● TASK DIRECTIONS: As an exercise, copy out the entries exactly as written.

● GIVEN ENTRIES:
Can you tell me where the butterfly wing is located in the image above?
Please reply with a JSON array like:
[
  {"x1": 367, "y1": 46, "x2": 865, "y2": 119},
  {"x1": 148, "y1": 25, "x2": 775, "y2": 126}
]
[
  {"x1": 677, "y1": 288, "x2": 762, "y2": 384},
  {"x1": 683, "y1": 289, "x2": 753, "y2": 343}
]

● RESPONSE BOX:
Can you tell me where the butterfly wing is located in the image above?
Please reply with a JSON array like:
[
  {"x1": 367, "y1": 46, "x2": 865, "y2": 119},
  {"x1": 148, "y1": 25, "x2": 775, "y2": 126}
]
[
  {"x1": 677, "y1": 288, "x2": 762, "y2": 384},
  {"x1": 683, "y1": 289, "x2": 753, "y2": 343}
]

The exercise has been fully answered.